*TAREFA PROPOSTA A:* Recolha todas as linhas dos registos que contêm a palavra "groom", tendo em conta as maiúsculas e minúsculas.
----------------
14 de setembro às 13h04
2 comentário(s)

Os anos 2000 têm sido um tempo crepuscular para as democracias. Pelo férreo desmantelamento do Estado Social. Pelo eclipse da representação, capturada pelos mediadores partidários e pelos grupos de interesses. Pelo autogoverno e pela real insindicabilidade das magistraturas. Pelo colapso dos Parlamentos, cada vez mais câmaras de eco de executivos musculados. Pela feudalização do aparelho estadual, com entidades reguladoras, ditas independentes, a ocupar o espaço, as competências e os poderes das tradicionais direções gerais.
E tempo crepuscular, sobretudo, pela falência impune do direito internacional, como os casos Iraque, Ucrânia e Gaza suficientemente documentam, e pela redução dos direitos humanos a pura e vazia retórica.
O estatuto dos refugiados e dos migrantes é, a este propósito, tristemente exemplar.
Hannah Arendt, em As Origens do Totalitarismo, há quase um século, registava a nova realidade dos refugiados como um dos efeitos mais perversos da emergência, após a Primeira Guerra Mundial, dos incensados Estados Nação.
Do dia para a noite massas humanas ficaram privadas da proteção jurídica imanente à pertença a uma comunidade política. Por o estatuto de humano, que antes antecedia o estatuto de cidadão, ter passado a ficar função da prévia aquisição do estatuto de cidadão. Só é humano, e só tem direito a ser tratado como humano, quem é cidadão de um Estado Nação. A titularidade de direitos humanos fundamentais fica, deste modo, condicionada à titularidade prévia do estatuto de cidadão estadual.
----------------
*TAREFA PROPOSTA B:* No texto sobre o tempo crepuscular das democracias, enumere os fenómenos introduzidos por "Pelo" ou "Pela" no primeiro parágrafo.

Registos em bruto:
----------------
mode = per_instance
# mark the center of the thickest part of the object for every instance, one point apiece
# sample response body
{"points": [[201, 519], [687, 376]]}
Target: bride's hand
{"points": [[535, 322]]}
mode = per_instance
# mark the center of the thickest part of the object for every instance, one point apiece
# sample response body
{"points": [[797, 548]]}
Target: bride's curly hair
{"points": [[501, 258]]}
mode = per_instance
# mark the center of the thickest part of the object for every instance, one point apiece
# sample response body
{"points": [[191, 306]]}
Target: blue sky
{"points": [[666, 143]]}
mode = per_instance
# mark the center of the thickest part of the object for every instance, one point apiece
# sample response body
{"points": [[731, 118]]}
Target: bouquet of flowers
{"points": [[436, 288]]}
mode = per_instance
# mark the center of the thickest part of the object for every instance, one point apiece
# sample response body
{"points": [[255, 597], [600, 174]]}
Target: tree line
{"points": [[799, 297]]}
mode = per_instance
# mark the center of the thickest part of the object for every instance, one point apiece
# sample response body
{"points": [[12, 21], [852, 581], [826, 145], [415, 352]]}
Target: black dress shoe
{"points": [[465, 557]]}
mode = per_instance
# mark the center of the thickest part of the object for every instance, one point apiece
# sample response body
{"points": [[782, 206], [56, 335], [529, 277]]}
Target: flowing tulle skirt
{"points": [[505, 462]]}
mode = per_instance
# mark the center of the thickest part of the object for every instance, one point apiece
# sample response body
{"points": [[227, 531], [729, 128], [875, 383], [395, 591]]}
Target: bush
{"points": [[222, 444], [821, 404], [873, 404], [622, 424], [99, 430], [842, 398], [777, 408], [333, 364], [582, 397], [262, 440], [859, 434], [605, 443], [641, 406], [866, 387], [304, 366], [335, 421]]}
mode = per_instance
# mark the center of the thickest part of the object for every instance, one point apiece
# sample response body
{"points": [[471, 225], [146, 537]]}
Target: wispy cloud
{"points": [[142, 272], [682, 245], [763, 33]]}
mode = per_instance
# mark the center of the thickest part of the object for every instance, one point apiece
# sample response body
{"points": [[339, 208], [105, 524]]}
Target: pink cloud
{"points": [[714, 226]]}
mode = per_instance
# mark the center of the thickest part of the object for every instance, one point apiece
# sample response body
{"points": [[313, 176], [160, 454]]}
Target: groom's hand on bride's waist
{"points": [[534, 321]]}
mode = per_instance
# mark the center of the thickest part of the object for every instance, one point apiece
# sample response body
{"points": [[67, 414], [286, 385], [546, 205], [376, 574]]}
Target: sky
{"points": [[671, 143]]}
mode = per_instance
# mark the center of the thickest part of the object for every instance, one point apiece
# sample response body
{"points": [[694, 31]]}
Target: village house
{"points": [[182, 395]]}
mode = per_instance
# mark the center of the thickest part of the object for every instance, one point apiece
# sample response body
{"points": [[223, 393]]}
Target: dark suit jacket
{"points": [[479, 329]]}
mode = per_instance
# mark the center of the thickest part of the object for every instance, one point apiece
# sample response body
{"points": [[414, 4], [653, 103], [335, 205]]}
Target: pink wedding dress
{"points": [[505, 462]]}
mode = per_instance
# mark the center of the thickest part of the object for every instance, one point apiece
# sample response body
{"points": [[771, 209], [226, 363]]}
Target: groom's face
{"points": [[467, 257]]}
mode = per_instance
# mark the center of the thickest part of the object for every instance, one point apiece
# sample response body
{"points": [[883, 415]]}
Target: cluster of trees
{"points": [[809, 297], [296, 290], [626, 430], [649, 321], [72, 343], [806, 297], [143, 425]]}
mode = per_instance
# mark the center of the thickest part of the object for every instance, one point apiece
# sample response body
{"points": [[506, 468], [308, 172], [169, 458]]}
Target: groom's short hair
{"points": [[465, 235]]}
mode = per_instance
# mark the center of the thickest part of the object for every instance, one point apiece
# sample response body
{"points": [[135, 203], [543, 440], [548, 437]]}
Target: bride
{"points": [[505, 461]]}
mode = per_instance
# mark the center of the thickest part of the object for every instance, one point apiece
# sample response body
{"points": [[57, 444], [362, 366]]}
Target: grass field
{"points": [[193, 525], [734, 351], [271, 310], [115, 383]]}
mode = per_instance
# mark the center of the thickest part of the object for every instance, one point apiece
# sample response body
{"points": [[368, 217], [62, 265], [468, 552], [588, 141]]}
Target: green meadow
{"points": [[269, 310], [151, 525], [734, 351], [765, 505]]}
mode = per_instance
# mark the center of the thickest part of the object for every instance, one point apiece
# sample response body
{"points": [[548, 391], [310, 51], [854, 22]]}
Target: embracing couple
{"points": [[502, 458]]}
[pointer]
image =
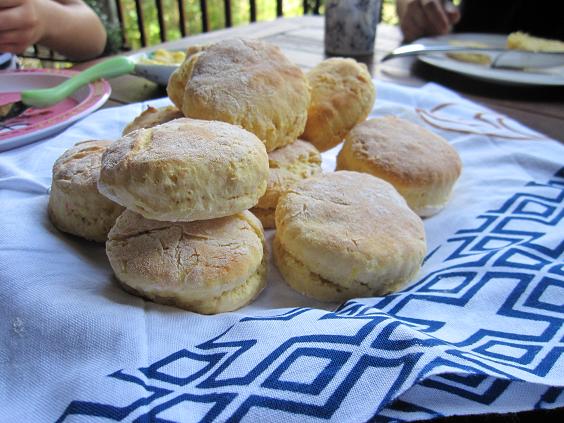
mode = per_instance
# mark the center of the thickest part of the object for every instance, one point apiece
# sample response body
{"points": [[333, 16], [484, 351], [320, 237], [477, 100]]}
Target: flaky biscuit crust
{"points": [[342, 95], [287, 165], [346, 234], [421, 165], [185, 170], [75, 205], [209, 266], [244, 82]]}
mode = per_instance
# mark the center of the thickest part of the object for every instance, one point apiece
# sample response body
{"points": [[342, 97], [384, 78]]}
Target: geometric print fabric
{"points": [[503, 281]]}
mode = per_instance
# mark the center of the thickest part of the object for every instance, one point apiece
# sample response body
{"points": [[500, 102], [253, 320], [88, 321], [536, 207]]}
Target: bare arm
{"points": [[69, 27], [425, 17]]}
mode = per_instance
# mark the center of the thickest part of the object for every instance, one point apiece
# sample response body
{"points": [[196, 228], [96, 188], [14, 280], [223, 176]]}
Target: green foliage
{"points": [[240, 12], [113, 30]]}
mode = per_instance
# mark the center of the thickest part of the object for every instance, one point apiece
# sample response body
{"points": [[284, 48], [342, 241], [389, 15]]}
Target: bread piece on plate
{"points": [[185, 170], [289, 164], [343, 235], [244, 82], [342, 95], [210, 266], [421, 165], [75, 205]]}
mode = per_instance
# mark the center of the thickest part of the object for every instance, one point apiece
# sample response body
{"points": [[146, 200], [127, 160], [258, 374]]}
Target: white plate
{"points": [[156, 73], [36, 124], [554, 76]]}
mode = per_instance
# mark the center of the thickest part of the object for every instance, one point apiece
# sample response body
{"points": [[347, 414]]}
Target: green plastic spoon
{"points": [[46, 97]]}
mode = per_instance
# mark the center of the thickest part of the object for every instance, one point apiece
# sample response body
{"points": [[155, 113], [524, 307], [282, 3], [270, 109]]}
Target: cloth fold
{"points": [[479, 330]]}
----------------
*RESPOSTA A:*
Target: groom's hand on bride's waist
Target: groom's face
Target: groom's short hair

*RESPOSTA B:*
- O férreo desmantelamento do Estado Social
- O eclipse da representação, capturada pelos mediadores partidários e pelos grupos de interesses
- O autogoverno e a real insindicabilidade das magistraturas
- O colapso dos Parlamentos, cada vez mais câmaras de eco de executivos musculados
- A feudalização do aparelho estadual, com entidades reguladoras, ditas independentes, a ocupar o espaço, as competências e os poderes das tradicionais direções gerais